Complete the following:
(1) Answer these from the piece on the Alien films:
(a) Who directed Alien: Romulus?
(b) What was the original name of the Alien (1979) script?
(c) Which film is number one on the Australian Netflix charts at the time of writing?
(2) Carry on the piece on the Alien films from its final sentence.

Supplied passage:
================
It’s a good time for aliens – of the close encounters kind.
One of the greatest science fiction films of all time, and the subject of much academic debate, Alien (Ridley Scott, 1979), is currently enjoying a second life on streaming television.
Alien and other filmic monsters of our childhood are making a come-back – rediscovered, rebooted and reimagined across multiple inter-textual and immersive internet enabled platforms.
The Alien prequel Prometheus (2012), also directed by Ridley Scott, is at the time of writing number one on the Australian Netflix charts.
Over on Disney, the number one film Predator: Badlands (2025) stars the sinister Weyland-Yutani Corporation and thus is also part of the expanding Alien Universe.
A television series created by Noah Hawley currently streaming on Disney, Alien: Earth (2025), is also set before the events of the original Alien (1979).
My pick of the recent releases in the Alien collection, however, is Alien: Romulus (2024), directed by Fede Álvarez.
Romulus is the seventh instalment in the Alien film series and, like James Cameron’s Aliens (1986), one of those rare sequels almost as good as the original.
The monstrous creature at the dark heart of the Alien universe, the Xenomorph, designed by artist H.R. Giger, continues to haunt out collective imagination 47 years later.
The question remains, why?
One simple reason is nostalgia – and not in the negative sense of longing for a lost past. But rather in the creative and cathartic way we return to the classic media texts that made us (individually and collectively) when we need to work through problems in the present.
There is a comfort in returning to the films which were so influential and ubiquitous during our most formative years.
In the relatively safe spaces of horror and science fiction, we can also work through, at a distance, cultural taboos and common anxieties.
Emotions and experiences which may be too confronting to be tackled elsewhere can be explored and understood in the realm of popular culture, at the level of myth, metaphor and symbolism.
It’s perhaps not surprising then that one of the best documentaries you will find on streaming television at the moment is Memory: The Origins of Alien (directed and written by Alexandre O. Philippe) and available on Stan and DocPlay.
The title ‘Memory’ refers to the original name of the Alien (1979) script, but on another level it also activates our own memories of growing up with the Alien franchise.
We learn how these mediated memories are intertextual – for us, and for the creators of the Alien film.
The documentary accordingly traces a treasure trove of earlier films, comic books and art works which inspired the late Alien script writer Dan O’Bannon.
There are other important meanings and memories lurking deep in the gendered and psychoanalytic worlds of the Alien films which help explain their enduring fascination for fans and academics alike.
In the early 1990s, the feminist film scholar Barabara Creed famously identified the Alien as a manifestation of the “monstruous-feminine”.
================
Record list:
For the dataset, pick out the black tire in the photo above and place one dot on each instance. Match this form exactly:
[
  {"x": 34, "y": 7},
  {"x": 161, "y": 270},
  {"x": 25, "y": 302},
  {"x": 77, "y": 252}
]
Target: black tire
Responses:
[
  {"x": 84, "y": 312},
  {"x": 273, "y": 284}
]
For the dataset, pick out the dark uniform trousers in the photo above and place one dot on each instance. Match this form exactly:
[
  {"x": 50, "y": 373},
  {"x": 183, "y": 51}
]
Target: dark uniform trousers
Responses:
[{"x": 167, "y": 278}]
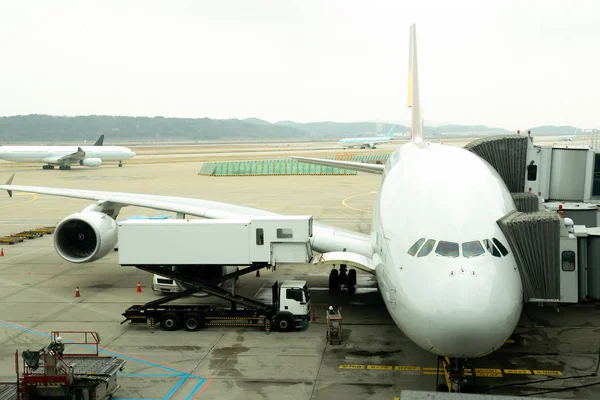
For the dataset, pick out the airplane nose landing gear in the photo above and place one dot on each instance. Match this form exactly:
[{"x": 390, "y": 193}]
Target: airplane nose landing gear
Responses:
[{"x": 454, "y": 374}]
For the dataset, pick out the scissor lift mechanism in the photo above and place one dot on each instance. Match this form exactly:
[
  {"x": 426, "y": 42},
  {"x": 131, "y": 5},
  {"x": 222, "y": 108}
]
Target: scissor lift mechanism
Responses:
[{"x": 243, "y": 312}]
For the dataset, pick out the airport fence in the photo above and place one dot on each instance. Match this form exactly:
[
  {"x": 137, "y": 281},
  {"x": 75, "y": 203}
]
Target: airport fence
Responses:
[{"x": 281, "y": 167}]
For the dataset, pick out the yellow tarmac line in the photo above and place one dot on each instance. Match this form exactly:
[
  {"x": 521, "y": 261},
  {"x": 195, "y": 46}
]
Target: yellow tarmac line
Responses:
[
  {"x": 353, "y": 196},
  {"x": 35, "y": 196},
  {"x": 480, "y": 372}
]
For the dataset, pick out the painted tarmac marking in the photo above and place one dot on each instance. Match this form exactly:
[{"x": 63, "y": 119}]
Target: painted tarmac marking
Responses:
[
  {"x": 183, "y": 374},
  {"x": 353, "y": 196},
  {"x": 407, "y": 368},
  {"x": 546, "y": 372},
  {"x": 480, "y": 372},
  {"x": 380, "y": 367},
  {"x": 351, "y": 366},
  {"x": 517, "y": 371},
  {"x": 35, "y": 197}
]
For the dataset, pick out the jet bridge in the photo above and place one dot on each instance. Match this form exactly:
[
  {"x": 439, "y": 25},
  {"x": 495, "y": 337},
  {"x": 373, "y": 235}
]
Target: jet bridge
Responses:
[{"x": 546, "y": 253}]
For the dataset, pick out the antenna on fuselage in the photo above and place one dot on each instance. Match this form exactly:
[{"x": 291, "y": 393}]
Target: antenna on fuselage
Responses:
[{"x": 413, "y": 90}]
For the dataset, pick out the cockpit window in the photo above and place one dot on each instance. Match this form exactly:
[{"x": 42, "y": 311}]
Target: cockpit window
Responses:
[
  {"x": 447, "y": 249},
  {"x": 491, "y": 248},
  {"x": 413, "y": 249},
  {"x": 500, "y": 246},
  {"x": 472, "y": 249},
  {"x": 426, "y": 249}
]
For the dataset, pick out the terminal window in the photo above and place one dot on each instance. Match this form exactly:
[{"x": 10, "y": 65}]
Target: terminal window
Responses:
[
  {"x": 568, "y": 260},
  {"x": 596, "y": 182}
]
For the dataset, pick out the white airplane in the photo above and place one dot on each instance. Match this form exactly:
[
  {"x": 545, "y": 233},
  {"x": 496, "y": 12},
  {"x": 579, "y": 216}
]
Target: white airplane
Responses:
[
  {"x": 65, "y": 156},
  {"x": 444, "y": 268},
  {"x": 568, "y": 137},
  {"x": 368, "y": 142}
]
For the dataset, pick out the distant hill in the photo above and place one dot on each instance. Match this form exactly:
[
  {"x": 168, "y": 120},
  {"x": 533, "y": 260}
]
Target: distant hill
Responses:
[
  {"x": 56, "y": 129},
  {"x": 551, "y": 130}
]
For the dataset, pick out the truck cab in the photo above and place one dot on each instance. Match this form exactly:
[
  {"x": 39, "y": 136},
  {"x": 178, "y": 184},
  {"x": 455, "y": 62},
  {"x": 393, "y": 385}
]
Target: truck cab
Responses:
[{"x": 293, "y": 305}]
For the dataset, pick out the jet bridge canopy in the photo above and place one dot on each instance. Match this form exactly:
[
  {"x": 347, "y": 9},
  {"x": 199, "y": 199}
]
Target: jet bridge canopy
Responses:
================
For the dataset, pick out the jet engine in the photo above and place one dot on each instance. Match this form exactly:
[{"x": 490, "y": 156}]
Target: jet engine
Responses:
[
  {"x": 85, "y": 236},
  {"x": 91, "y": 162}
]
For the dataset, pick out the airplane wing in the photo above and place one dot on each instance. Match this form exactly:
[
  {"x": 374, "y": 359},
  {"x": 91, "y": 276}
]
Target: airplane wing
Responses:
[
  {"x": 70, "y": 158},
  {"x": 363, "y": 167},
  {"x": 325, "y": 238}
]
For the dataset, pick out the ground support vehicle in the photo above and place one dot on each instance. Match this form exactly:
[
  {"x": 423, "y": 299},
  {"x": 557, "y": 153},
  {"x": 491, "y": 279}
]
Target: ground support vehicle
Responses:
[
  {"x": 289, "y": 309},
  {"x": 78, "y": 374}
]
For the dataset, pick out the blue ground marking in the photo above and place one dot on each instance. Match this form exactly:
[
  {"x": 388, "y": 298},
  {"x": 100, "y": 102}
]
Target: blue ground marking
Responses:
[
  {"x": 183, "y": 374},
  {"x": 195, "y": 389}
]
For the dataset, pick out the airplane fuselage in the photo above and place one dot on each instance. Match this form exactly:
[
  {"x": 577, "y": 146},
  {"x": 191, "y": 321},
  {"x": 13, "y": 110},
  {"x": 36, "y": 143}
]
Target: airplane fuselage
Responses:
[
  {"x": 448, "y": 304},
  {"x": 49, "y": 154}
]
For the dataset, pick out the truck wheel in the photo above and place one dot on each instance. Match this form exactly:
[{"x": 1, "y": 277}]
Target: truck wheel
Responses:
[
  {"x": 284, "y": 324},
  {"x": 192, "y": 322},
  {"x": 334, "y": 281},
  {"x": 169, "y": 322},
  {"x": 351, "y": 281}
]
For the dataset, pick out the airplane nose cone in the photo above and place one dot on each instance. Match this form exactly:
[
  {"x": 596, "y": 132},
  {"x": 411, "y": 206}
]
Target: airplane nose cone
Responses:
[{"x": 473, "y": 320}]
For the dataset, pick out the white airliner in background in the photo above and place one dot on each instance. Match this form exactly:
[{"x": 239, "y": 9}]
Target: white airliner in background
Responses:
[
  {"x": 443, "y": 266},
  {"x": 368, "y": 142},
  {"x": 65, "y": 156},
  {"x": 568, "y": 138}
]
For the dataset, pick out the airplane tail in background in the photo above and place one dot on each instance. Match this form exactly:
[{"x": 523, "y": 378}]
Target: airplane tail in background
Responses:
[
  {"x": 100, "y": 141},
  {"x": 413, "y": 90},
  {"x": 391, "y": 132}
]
================
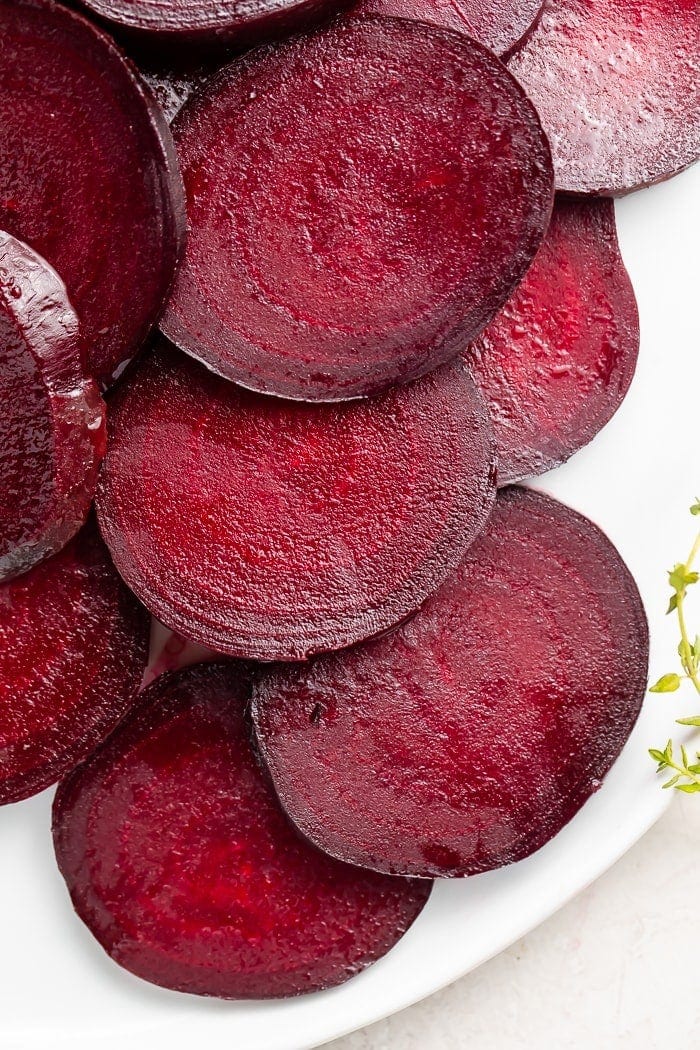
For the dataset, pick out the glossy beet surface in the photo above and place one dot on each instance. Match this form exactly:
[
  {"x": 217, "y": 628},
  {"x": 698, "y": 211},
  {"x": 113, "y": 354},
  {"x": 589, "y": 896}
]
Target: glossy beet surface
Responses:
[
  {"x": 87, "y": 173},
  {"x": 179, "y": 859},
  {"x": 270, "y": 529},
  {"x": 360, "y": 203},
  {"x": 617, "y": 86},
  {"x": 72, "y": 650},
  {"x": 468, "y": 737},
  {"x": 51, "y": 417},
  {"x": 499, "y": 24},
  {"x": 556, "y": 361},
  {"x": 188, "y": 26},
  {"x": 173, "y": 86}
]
================
Task-by-task results:
(1)
(a) Fede Álvarez
(b) Memory
(c) Prometheus (2012)

(2)
Creed (1993) attributed the “grotesque bodily invasions” featured in Alien (and other science fiction texts) to be related to a primal (and patriarchal) fear of female genitalia and the “all-devouring womb of the archaic mother.”
Creed was one of a number of feminist scholars of the time who found Freudian psychology useful for explaining the true powers of horror films to both frighten and fascinate us.
This feminist psychoanalytical approach to popular culture found Alien to be a rich resource for exploring the unconscious realm of repression and abjection.
Watching a truly immersive science fiction horror like Alien enables us to work through repressed fears and collective nightmares.
Who can forget the iconic scene, now part of the franchise formula, wherein the monstruous Other forcibly enters the mouth of its human host to later burst through the chest.
More than mere screen memories, these images force us to face what is deeply disgusting and terrifying and thus confront the violability of our fragile human bodies.
It may also speak to the experience of being exposed and at war with our own bodies or perhaps feeling alien-nated in other ways.
Other feminists in the 1990s saw Ripley as part of a new wave of strong action women in popular culture.
It is easy to forget now that at the time a female lead character as physically and mentally resilient as Ripley seemed revolutionary.
Today, academics have complained that the Alien franchise is losing its feminist credentials and becoming less political and progressive with each instalment.
I would suggest such criticism of Alien: Romulus (2024) is unfair and misses the point and the politics of the film.
While leading action woman Rain Carradine is younger and more vulnerable than the iconic Ripley (famously played by Sigourney Weaver), her concerns are different as a representative member of Generation Z.
Indeed, more than any other Alien, Romulus provides an insightful indictment of class and age-based discrimination as Rain and her young colleagues are essentially held captive by the exploitative ‘Weyland-Yutani’ military-industrial nightmare.
This is one of the clear moral-political messages of Romulus, that the real parasitic monster is not necessarily the Xenomorph but the futuristic Weyland-Yutani Corporation which sucks the life out of its workers before discarding them (all while pretending to care about their wellbeing and safety).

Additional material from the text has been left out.